------ Exercise data

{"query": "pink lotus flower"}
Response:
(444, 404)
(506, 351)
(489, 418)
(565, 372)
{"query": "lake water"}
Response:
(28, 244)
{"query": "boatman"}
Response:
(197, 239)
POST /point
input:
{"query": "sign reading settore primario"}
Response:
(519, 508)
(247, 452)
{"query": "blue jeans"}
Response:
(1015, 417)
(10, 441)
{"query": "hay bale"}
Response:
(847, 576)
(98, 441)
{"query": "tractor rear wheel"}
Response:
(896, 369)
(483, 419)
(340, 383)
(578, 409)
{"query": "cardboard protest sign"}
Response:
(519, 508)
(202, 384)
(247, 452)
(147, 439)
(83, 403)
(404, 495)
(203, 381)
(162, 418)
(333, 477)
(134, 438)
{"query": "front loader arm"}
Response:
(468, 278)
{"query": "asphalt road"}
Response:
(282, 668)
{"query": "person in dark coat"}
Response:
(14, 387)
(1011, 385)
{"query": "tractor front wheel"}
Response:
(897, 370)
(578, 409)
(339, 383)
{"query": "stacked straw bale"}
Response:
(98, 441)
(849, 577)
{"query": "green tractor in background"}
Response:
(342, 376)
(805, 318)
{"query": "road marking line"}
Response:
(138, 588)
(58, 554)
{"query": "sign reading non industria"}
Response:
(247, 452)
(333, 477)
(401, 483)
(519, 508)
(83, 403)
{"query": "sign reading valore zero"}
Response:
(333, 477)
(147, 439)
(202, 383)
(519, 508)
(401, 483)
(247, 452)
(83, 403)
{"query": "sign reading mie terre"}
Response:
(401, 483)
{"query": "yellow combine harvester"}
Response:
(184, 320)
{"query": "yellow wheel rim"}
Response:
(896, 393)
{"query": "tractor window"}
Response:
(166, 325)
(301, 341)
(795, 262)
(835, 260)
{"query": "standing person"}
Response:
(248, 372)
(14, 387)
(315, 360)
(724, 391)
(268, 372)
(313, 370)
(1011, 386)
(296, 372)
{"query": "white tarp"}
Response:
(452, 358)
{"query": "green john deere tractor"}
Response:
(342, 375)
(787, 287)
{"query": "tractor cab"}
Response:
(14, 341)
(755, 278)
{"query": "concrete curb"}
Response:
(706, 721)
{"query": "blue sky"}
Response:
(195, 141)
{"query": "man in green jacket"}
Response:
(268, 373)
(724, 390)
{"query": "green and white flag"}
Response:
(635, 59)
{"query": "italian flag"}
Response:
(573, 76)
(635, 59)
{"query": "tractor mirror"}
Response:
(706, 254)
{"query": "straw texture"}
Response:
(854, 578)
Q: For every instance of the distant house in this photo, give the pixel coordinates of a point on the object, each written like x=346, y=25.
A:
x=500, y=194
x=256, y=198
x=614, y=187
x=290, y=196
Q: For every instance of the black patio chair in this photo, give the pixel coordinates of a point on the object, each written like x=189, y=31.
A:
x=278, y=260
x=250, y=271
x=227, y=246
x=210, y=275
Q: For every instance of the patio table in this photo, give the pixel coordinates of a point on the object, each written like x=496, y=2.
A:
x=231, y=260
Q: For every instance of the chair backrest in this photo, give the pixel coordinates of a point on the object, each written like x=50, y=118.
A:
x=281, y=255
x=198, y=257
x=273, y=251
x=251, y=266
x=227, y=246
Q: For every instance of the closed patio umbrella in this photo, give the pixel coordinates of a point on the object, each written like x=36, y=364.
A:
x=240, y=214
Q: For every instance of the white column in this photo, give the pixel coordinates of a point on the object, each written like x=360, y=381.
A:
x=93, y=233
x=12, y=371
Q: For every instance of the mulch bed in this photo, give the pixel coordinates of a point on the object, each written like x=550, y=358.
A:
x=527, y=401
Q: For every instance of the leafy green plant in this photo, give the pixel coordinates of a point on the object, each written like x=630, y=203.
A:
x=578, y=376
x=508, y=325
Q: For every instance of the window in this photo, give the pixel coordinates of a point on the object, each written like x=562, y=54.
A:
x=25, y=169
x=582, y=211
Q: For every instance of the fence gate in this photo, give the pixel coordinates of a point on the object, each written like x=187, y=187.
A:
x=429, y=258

------------
------ Exercise data

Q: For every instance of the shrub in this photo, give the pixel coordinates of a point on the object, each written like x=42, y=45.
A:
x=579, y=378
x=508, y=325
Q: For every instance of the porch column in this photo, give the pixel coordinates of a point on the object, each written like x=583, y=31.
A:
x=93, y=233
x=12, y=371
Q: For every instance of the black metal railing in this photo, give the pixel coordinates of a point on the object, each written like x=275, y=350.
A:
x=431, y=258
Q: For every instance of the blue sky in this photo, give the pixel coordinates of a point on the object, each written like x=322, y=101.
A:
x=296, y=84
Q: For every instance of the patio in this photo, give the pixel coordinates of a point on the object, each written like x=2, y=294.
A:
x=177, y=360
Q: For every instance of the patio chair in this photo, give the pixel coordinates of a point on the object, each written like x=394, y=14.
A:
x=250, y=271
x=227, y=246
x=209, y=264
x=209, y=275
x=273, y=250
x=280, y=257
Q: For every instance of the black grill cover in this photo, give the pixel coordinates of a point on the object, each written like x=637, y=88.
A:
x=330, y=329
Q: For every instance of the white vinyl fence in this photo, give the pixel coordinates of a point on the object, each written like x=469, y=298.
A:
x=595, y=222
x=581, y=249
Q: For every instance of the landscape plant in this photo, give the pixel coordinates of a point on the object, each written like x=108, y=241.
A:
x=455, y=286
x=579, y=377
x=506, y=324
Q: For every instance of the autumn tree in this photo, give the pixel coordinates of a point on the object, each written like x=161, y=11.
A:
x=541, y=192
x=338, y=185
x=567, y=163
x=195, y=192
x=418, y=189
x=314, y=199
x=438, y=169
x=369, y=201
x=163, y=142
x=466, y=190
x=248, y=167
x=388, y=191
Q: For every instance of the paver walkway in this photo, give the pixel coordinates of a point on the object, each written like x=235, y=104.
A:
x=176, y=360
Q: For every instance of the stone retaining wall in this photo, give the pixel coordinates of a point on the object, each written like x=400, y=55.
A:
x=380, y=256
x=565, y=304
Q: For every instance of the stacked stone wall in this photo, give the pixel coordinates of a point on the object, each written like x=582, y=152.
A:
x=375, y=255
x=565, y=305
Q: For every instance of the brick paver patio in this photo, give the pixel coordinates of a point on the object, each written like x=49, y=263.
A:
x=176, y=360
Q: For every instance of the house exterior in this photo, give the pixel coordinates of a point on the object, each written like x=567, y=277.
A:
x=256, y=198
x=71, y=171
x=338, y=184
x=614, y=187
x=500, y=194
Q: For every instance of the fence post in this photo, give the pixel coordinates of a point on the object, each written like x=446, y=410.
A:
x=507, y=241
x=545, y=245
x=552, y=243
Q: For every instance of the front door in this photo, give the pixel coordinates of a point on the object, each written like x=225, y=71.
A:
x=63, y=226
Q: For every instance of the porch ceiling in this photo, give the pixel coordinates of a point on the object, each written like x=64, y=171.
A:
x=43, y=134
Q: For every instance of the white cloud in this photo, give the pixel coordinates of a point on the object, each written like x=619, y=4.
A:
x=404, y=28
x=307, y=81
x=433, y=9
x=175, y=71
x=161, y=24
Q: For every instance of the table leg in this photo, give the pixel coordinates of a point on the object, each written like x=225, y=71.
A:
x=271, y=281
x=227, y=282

------------

**Exercise directions:** Whenever the word "bale" shows up in a line of the entries above, copy that line.

**Reply:**
{"query": "hay bale"}
{"query": "stacked straw bale"}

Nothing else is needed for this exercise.